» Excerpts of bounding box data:

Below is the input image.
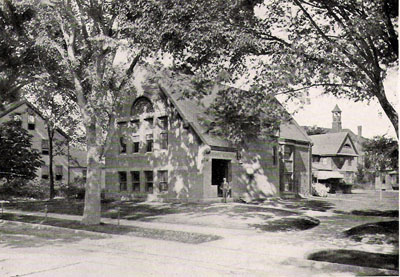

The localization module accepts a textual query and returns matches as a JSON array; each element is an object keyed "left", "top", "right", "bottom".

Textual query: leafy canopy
[
  {"left": 0, "top": 120, "right": 43, "bottom": 182},
  {"left": 363, "top": 136, "right": 399, "bottom": 171}
]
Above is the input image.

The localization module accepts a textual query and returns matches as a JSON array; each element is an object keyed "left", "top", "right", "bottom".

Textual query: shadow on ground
[
  {"left": 308, "top": 249, "right": 399, "bottom": 270},
  {"left": 250, "top": 216, "right": 320, "bottom": 232},
  {"left": 0, "top": 220, "right": 105, "bottom": 248},
  {"left": 344, "top": 220, "right": 399, "bottom": 244},
  {"left": 0, "top": 213, "right": 221, "bottom": 244}
]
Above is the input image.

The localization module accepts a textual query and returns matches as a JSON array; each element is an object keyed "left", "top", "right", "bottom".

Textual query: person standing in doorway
[{"left": 222, "top": 178, "right": 231, "bottom": 203}]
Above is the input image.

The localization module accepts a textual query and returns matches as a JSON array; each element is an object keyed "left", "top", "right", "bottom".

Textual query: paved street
[{"left": 0, "top": 190, "right": 397, "bottom": 276}]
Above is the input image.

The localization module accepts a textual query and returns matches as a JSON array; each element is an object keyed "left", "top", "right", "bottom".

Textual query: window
[
  {"left": 42, "top": 139, "right": 49, "bottom": 155},
  {"left": 28, "top": 114, "right": 35, "bottom": 130},
  {"left": 144, "top": 171, "right": 153, "bottom": 193},
  {"left": 82, "top": 169, "right": 87, "bottom": 182},
  {"left": 119, "top": 136, "right": 126, "bottom": 154},
  {"left": 131, "top": 171, "right": 140, "bottom": 191},
  {"left": 313, "top": 156, "right": 321, "bottom": 163},
  {"left": 131, "top": 120, "right": 140, "bottom": 134},
  {"left": 118, "top": 122, "right": 127, "bottom": 154},
  {"left": 272, "top": 146, "right": 278, "bottom": 165},
  {"left": 144, "top": 118, "right": 153, "bottom": 130},
  {"left": 118, "top": 171, "right": 128, "bottom": 191},
  {"left": 56, "top": 165, "right": 63, "bottom": 181},
  {"left": 146, "top": 134, "right": 153, "bottom": 152},
  {"left": 132, "top": 136, "right": 140, "bottom": 153},
  {"left": 160, "top": 133, "right": 168, "bottom": 149},
  {"left": 158, "top": 170, "right": 168, "bottom": 191},
  {"left": 348, "top": 157, "right": 353, "bottom": 166},
  {"left": 131, "top": 97, "right": 154, "bottom": 116},
  {"left": 283, "top": 145, "right": 293, "bottom": 161},
  {"left": 158, "top": 116, "right": 168, "bottom": 131},
  {"left": 42, "top": 165, "right": 49, "bottom": 180},
  {"left": 158, "top": 116, "right": 168, "bottom": 149},
  {"left": 11, "top": 113, "right": 22, "bottom": 126}
]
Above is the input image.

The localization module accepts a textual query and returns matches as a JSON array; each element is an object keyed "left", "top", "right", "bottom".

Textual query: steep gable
[
  {"left": 0, "top": 100, "right": 68, "bottom": 139},
  {"left": 309, "top": 132, "right": 358, "bottom": 156}
]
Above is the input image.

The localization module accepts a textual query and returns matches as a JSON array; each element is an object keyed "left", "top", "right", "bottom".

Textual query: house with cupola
[
  {"left": 104, "top": 67, "right": 311, "bottom": 201},
  {"left": 0, "top": 100, "right": 86, "bottom": 184},
  {"left": 309, "top": 105, "right": 364, "bottom": 184}
]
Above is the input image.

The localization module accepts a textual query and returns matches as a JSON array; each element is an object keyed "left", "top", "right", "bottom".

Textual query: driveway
[{"left": 0, "top": 189, "right": 398, "bottom": 276}]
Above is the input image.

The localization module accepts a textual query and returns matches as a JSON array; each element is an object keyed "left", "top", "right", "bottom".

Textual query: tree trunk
[
  {"left": 375, "top": 83, "right": 399, "bottom": 138},
  {"left": 47, "top": 126, "right": 55, "bottom": 199},
  {"left": 82, "top": 118, "right": 101, "bottom": 225}
]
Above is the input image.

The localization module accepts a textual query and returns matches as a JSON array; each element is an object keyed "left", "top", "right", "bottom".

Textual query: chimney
[{"left": 332, "top": 104, "right": 342, "bottom": 133}]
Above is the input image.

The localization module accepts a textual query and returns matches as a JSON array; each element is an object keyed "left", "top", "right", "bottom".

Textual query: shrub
[
  {"left": 0, "top": 178, "right": 49, "bottom": 199},
  {"left": 59, "top": 184, "right": 85, "bottom": 199}
]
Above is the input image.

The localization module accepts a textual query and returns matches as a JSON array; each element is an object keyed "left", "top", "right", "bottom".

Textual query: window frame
[
  {"left": 54, "top": 165, "right": 64, "bottom": 181},
  {"left": 41, "top": 165, "right": 50, "bottom": 180},
  {"left": 41, "top": 139, "right": 50, "bottom": 155},
  {"left": 144, "top": 170, "right": 154, "bottom": 194},
  {"left": 131, "top": 171, "right": 140, "bottom": 192},
  {"left": 157, "top": 170, "right": 169, "bottom": 192},
  {"left": 118, "top": 171, "right": 128, "bottom": 192}
]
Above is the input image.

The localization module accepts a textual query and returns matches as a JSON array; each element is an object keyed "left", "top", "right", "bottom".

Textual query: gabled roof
[
  {"left": 69, "top": 147, "right": 87, "bottom": 167},
  {"left": 279, "top": 118, "right": 311, "bottom": 142},
  {"left": 0, "top": 100, "right": 68, "bottom": 139},
  {"left": 309, "top": 132, "right": 358, "bottom": 156},
  {"left": 161, "top": 81, "right": 233, "bottom": 148},
  {"left": 160, "top": 70, "right": 311, "bottom": 149},
  {"left": 332, "top": 104, "right": 342, "bottom": 112}
]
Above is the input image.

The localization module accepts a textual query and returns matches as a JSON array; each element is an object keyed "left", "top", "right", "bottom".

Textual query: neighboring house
[
  {"left": 0, "top": 100, "right": 86, "bottom": 184},
  {"left": 308, "top": 105, "right": 366, "bottom": 165},
  {"left": 105, "top": 69, "right": 311, "bottom": 201},
  {"left": 309, "top": 132, "right": 358, "bottom": 184},
  {"left": 278, "top": 119, "right": 312, "bottom": 195}
]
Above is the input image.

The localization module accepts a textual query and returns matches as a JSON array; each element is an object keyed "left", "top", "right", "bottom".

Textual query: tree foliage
[
  {"left": 256, "top": 0, "right": 398, "bottom": 136},
  {"left": 363, "top": 136, "right": 399, "bottom": 172},
  {"left": 0, "top": 120, "right": 43, "bottom": 182},
  {"left": 304, "top": 125, "right": 327, "bottom": 136}
]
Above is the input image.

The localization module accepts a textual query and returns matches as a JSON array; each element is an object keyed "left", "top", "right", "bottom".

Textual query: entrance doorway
[{"left": 211, "top": 159, "right": 231, "bottom": 197}]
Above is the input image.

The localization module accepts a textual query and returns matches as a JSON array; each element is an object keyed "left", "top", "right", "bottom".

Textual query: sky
[{"left": 287, "top": 69, "right": 399, "bottom": 138}]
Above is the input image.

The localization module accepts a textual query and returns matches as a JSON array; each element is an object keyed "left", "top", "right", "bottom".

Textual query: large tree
[
  {"left": 25, "top": 84, "right": 81, "bottom": 199},
  {"left": 3, "top": 0, "right": 266, "bottom": 224},
  {"left": 0, "top": 120, "right": 43, "bottom": 182},
  {"left": 363, "top": 136, "right": 399, "bottom": 173},
  {"left": 249, "top": 0, "right": 398, "bottom": 135}
]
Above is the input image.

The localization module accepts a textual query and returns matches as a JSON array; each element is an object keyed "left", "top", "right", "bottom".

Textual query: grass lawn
[{"left": 0, "top": 213, "right": 221, "bottom": 244}]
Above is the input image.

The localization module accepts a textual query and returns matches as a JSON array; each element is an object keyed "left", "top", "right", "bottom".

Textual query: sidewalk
[{"left": 0, "top": 210, "right": 396, "bottom": 276}]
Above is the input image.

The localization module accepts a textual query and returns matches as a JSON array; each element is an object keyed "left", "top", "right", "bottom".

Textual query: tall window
[
  {"left": 132, "top": 136, "right": 140, "bottom": 153},
  {"left": 119, "top": 136, "right": 126, "bottom": 154},
  {"left": 11, "top": 113, "right": 22, "bottom": 126},
  {"left": 82, "top": 169, "right": 87, "bottom": 182},
  {"left": 144, "top": 171, "right": 153, "bottom": 193},
  {"left": 131, "top": 171, "right": 140, "bottom": 191},
  {"left": 28, "top": 114, "right": 35, "bottom": 130},
  {"left": 146, "top": 134, "right": 153, "bottom": 152},
  {"left": 131, "top": 97, "right": 154, "bottom": 117},
  {"left": 42, "top": 139, "right": 49, "bottom": 155},
  {"left": 158, "top": 170, "right": 168, "bottom": 191},
  {"left": 42, "top": 165, "right": 49, "bottom": 180},
  {"left": 118, "top": 122, "right": 127, "bottom": 154},
  {"left": 56, "top": 165, "right": 63, "bottom": 181},
  {"left": 158, "top": 116, "right": 168, "bottom": 149},
  {"left": 118, "top": 171, "right": 128, "bottom": 191}
]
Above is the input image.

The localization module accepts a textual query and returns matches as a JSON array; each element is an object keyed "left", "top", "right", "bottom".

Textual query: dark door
[{"left": 211, "top": 159, "right": 230, "bottom": 197}]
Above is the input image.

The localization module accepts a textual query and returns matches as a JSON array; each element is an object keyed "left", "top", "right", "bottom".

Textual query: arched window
[{"left": 131, "top": 97, "right": 154, "bottom": 117}]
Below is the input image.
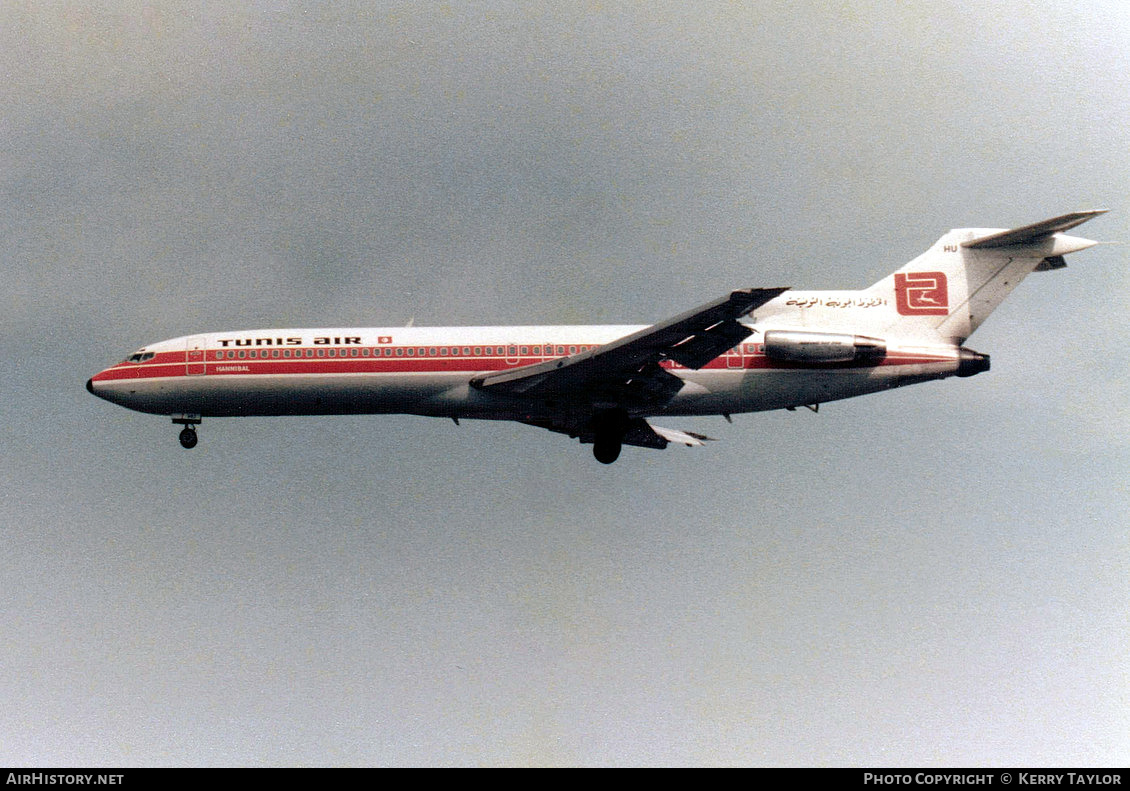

» WORK REQUIRED: Show every line of the listing above that contains the string "doorway", treating uppercase and lowercase letters as different.

» EXERCISE SOLUTION:
Textual query: person standing in doorway
Textual query: entrance doorway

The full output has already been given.